* [Your instructions]: Would you please transcribe the records below from the line with "Query: gravel ground" through their final line, exactly and with no other lines?

* [Data extracts]:

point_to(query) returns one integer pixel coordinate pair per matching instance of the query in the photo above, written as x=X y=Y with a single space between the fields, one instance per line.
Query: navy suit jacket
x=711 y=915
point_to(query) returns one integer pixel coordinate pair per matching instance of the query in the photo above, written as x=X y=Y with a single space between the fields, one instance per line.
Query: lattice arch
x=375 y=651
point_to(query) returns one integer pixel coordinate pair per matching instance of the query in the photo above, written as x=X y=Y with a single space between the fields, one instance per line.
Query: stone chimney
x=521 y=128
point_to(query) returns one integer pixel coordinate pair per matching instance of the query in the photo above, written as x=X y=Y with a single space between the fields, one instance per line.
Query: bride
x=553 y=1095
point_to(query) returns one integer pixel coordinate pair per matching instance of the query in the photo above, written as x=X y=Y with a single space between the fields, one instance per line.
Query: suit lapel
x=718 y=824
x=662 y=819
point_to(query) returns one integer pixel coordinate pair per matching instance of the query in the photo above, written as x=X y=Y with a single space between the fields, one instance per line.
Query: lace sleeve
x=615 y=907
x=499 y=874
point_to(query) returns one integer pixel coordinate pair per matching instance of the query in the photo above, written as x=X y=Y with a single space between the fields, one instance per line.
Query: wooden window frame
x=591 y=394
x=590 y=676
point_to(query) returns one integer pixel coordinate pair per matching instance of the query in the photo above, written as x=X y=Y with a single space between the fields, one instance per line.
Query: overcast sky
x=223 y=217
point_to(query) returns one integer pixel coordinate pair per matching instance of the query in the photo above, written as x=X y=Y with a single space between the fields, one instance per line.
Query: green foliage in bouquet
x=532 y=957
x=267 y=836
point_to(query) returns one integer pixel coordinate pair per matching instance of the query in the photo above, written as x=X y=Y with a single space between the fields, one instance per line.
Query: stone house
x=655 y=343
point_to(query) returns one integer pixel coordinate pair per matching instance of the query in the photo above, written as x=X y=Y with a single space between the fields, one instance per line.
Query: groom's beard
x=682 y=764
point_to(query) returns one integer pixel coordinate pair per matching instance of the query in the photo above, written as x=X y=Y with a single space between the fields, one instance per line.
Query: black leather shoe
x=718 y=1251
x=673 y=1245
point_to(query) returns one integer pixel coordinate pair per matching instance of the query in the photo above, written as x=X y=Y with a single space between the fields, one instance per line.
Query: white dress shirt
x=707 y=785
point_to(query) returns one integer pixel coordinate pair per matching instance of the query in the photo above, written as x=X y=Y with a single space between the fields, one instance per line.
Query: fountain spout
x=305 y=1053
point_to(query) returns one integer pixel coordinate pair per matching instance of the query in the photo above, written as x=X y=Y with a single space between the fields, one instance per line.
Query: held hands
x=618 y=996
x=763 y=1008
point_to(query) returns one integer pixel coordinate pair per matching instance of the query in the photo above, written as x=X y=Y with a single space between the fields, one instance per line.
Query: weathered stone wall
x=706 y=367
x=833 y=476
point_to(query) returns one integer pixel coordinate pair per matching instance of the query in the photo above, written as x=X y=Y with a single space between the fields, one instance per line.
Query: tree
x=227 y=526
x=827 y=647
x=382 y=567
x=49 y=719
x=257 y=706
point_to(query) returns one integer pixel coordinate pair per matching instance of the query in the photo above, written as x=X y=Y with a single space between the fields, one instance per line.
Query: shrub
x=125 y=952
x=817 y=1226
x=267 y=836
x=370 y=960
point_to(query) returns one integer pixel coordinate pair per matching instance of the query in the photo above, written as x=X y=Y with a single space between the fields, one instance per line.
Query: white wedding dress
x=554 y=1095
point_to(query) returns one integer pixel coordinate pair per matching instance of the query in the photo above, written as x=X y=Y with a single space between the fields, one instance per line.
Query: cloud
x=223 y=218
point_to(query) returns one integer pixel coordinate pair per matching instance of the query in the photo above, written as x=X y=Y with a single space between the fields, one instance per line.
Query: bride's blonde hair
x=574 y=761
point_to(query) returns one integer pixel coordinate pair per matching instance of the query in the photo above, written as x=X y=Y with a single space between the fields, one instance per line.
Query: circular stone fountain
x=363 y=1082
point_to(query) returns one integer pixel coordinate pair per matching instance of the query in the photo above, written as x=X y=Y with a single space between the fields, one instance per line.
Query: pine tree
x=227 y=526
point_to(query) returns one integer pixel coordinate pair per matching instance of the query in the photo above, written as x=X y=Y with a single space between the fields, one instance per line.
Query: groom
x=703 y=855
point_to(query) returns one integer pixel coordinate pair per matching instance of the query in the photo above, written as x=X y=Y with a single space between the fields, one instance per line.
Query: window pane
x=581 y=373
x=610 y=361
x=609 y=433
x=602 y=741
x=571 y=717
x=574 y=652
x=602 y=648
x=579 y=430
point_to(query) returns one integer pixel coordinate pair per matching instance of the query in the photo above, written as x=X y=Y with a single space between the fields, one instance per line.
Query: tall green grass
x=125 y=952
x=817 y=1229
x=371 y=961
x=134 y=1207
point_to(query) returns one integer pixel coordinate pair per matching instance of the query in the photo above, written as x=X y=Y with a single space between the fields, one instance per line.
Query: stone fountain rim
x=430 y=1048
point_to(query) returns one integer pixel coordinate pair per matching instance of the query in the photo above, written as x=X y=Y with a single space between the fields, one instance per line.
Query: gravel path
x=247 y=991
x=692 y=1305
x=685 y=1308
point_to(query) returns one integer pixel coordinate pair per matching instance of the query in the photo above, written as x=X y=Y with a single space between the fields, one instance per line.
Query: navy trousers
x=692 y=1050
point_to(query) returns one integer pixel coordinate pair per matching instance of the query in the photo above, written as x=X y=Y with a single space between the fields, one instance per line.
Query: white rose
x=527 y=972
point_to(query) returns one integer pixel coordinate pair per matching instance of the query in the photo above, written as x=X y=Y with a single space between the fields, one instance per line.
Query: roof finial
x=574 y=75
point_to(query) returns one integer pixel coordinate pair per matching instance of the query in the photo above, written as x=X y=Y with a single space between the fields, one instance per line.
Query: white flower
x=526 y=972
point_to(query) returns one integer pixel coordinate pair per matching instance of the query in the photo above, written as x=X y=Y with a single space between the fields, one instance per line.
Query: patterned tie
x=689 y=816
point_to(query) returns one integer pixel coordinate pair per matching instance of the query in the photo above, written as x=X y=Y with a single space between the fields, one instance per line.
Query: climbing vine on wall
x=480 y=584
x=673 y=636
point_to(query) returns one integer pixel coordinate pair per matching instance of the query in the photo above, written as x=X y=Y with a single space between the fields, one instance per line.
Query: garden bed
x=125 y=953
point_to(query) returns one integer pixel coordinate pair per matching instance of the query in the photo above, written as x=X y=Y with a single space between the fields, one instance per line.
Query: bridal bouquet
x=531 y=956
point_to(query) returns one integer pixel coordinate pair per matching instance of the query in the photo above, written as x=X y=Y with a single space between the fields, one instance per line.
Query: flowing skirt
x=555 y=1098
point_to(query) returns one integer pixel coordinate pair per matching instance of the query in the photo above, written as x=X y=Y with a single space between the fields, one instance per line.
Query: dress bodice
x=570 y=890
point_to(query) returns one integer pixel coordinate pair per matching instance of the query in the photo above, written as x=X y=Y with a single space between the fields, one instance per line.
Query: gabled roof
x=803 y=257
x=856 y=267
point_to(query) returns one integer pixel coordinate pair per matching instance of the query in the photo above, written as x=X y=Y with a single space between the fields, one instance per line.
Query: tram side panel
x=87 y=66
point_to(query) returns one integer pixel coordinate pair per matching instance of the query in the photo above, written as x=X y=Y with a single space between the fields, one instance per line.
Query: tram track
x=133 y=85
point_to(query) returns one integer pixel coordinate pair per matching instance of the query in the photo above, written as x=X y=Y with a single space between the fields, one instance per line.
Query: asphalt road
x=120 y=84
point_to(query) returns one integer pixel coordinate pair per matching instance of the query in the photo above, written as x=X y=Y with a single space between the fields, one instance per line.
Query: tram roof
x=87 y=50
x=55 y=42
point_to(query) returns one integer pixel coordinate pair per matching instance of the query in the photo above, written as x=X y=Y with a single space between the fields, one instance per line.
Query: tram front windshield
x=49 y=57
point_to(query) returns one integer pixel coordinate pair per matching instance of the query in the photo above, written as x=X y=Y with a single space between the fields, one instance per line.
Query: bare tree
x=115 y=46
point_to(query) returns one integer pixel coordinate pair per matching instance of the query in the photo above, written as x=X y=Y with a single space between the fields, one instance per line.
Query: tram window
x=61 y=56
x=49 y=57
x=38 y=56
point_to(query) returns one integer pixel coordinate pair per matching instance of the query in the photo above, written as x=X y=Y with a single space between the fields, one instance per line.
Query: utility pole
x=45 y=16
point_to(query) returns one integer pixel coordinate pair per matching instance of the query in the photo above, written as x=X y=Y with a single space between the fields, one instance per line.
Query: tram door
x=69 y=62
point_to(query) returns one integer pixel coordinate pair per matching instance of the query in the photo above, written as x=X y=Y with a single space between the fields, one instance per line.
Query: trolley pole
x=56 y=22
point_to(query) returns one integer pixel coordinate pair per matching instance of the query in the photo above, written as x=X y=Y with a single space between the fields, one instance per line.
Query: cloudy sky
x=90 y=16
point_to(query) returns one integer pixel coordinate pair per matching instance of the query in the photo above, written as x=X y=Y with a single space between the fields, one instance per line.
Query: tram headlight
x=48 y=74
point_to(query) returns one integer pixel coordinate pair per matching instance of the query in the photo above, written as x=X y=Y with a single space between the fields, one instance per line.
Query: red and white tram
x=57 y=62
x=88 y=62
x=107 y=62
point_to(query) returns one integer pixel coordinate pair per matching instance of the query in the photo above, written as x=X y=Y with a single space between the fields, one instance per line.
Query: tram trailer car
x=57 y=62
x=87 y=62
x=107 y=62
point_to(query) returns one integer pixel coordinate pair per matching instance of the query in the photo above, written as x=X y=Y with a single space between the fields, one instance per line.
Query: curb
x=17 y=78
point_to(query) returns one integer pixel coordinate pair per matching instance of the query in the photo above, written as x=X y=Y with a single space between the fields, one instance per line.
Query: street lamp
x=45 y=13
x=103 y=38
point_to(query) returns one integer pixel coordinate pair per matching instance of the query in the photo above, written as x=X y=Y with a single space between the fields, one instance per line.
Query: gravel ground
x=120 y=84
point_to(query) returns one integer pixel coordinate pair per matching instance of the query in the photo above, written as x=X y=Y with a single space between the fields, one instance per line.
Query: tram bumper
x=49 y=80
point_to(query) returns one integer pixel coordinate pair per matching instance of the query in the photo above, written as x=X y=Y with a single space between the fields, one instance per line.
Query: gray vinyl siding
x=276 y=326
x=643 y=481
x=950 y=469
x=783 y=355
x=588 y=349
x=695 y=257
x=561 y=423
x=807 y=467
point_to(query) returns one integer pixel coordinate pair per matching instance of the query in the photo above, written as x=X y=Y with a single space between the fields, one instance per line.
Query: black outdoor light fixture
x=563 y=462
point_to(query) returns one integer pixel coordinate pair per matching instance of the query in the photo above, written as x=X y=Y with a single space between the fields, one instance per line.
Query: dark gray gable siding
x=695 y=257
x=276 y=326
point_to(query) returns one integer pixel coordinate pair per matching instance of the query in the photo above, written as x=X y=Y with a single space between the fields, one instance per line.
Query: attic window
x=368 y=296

* [Solution below]:
Query: gravel ground
x=120 y=84
point_to(query) returns one integer pixel coordinate pair per matching instance of the query in the photo above, written as x=X y=Y with a single space between the fields, one instance per line.
Query: tram bumper
x=49 y=80
point_to(query) returns one integer pixel coordinate pair per matching instance of the query in the photo above, written as x=X y=Y with a single space between the fields, one instance per line.
Query: gray vinyl siding
x=276 y=326
x=643 y=481
x=950 y=469
x=783 y=355
x=588 y=349
x=695 y=257
x=561 y=423
x=807 y=467
point_to(query) returns one integer pixel coordinate pair per matching instance of the query in the photo above, written as x=X y=Y with a single space between the fields, one instance per line.
Query: black outdoor light fixture
x=563 y=462
point_to(query) returns one integer pixel coordinate pair per matching instance of the query in the photo above, written as x=X y=Y with a single space between the fields, one instance per line.
Query: dark gray gable siding
x=695 y=257
x=276 y=326
point_to(query) returns one integer pixel coordinate pair per matching instance of the query in the photo above, written as x=X y=Y with a single space between the fields, one instance per line.
Query: attic window
x=368 y=296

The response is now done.